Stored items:

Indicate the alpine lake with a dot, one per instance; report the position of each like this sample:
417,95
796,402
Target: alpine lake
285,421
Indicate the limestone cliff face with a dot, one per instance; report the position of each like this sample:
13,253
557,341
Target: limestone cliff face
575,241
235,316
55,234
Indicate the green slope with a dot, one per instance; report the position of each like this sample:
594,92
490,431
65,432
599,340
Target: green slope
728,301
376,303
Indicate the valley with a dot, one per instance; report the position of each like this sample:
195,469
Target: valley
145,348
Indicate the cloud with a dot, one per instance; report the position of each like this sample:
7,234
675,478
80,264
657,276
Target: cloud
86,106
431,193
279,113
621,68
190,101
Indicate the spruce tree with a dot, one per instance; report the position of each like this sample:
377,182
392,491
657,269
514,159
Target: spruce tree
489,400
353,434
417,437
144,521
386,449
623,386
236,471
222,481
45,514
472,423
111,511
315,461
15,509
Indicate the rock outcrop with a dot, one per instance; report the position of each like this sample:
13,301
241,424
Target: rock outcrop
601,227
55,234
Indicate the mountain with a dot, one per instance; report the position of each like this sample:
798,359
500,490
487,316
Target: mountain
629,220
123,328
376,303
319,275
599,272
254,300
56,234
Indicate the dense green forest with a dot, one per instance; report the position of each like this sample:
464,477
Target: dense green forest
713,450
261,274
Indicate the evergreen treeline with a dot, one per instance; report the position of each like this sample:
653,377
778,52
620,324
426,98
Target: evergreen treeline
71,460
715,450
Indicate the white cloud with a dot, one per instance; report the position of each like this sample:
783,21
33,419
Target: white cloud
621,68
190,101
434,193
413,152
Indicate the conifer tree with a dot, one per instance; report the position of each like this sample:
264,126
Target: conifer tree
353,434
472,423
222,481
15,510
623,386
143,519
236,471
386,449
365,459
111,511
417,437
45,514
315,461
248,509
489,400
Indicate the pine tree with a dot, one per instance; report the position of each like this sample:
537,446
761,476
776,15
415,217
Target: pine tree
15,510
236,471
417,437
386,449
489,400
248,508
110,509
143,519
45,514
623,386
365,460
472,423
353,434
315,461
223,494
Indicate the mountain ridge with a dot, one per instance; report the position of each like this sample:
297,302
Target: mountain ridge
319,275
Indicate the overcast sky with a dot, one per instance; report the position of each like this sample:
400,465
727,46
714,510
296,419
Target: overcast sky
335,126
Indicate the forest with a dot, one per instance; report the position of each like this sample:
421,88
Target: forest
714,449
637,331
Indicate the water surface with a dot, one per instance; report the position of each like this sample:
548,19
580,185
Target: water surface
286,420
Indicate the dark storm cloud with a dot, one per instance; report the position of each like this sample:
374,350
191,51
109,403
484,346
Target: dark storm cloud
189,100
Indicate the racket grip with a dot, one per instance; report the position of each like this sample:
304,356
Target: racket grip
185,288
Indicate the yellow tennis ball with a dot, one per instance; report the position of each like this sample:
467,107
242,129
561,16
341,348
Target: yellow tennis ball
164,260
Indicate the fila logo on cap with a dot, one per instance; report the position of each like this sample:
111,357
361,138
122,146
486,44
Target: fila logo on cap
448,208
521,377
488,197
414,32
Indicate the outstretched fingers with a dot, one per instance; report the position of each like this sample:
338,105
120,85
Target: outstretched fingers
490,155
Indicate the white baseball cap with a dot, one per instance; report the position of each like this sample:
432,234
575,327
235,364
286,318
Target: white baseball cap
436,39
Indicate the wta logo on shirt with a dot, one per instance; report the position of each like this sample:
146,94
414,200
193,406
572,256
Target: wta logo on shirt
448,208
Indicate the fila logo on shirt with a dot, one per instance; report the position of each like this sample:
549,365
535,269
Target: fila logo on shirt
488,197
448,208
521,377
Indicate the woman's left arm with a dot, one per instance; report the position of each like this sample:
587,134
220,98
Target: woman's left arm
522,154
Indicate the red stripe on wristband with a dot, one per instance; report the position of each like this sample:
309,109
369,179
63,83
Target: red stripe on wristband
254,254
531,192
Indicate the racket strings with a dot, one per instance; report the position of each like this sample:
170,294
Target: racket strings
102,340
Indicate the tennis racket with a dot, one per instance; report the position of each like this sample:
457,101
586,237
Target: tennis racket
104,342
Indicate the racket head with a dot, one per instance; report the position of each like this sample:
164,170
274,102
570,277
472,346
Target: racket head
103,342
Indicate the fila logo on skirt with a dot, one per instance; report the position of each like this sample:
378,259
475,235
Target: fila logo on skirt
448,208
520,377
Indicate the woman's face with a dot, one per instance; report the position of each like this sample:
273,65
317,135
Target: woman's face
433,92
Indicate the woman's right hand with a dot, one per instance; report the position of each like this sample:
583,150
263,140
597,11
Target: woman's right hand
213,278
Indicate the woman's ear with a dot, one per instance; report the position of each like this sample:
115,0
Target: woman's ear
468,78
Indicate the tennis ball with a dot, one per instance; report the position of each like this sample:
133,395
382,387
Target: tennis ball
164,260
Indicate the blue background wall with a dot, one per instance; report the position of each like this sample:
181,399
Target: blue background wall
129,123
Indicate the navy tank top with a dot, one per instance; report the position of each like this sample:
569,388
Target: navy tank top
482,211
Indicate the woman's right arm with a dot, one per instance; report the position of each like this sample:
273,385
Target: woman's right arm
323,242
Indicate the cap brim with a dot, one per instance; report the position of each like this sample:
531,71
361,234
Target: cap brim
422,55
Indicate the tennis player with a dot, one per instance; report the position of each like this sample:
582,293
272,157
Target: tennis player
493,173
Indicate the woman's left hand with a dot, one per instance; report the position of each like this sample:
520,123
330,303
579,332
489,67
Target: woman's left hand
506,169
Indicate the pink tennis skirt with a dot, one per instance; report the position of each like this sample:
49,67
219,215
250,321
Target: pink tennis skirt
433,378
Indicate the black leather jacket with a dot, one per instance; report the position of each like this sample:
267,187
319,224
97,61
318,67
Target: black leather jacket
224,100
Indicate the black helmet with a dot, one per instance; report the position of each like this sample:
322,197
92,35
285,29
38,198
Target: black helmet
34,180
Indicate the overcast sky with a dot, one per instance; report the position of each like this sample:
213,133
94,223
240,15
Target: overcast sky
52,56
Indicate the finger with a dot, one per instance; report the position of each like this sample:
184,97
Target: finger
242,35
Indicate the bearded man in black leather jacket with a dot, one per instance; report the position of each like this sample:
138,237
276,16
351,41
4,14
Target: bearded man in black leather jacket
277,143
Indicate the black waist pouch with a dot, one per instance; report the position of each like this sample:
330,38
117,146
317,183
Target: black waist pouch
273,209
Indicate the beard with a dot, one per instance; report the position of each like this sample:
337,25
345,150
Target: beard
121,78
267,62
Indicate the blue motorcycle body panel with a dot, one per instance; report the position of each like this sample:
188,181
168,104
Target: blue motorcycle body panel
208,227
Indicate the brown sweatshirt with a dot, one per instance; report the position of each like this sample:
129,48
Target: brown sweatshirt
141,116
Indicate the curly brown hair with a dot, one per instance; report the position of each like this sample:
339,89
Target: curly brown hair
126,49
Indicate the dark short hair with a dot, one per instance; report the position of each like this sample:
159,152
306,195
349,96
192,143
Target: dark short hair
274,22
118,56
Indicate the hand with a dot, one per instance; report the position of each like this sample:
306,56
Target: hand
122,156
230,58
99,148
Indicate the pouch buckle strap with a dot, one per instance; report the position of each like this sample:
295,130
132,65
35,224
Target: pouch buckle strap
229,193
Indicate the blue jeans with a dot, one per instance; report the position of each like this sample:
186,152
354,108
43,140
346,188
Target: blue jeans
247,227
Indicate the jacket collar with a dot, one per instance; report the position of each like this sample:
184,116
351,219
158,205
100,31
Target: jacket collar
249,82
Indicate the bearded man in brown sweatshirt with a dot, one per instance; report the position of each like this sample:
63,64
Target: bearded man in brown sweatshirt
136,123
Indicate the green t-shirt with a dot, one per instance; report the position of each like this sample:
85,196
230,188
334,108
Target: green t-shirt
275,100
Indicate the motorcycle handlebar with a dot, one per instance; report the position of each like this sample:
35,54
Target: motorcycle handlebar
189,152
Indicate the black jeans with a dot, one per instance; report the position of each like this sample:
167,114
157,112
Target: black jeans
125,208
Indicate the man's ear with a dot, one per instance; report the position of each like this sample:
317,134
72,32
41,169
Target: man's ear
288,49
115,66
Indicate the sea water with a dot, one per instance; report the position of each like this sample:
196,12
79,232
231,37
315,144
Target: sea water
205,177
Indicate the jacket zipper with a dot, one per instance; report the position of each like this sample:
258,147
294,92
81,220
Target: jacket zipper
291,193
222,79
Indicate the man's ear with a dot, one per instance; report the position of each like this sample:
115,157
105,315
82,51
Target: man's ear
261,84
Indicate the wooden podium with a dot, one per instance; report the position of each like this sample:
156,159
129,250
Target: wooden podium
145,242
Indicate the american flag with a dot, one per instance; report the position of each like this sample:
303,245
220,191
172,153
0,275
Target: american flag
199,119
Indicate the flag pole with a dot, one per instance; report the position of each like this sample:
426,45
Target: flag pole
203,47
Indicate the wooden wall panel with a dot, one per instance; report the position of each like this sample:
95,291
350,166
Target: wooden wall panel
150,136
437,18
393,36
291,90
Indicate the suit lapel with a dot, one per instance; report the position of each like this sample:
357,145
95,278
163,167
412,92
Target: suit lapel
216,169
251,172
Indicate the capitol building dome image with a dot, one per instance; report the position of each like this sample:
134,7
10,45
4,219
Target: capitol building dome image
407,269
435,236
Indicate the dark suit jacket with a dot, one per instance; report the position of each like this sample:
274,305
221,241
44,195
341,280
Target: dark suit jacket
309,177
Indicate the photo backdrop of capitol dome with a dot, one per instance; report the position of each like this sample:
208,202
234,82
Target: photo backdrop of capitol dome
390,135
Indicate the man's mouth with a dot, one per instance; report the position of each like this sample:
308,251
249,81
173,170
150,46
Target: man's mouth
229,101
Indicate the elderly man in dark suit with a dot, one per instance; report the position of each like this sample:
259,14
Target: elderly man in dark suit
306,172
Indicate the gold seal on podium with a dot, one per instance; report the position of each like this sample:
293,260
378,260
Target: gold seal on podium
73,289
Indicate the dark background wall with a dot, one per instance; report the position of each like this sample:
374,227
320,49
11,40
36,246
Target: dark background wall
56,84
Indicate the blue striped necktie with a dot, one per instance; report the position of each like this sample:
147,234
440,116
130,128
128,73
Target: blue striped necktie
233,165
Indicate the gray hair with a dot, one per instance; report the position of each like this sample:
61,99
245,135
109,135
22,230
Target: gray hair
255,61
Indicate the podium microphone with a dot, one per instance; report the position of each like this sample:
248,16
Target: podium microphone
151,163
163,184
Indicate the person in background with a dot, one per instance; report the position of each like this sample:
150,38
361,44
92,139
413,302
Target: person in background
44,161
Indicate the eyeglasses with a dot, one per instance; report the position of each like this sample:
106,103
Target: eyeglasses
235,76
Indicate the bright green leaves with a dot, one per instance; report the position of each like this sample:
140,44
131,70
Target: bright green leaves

▶ HOW TO COMPLETE THIS TASK
Filter the data down to the lines that contain the string "bright", and copy them.

▶ EXERCISE OUTPUT
Indicate the bright green leaves with a dot, one per instance; report the position of each like this sample:
Target: bright green leaves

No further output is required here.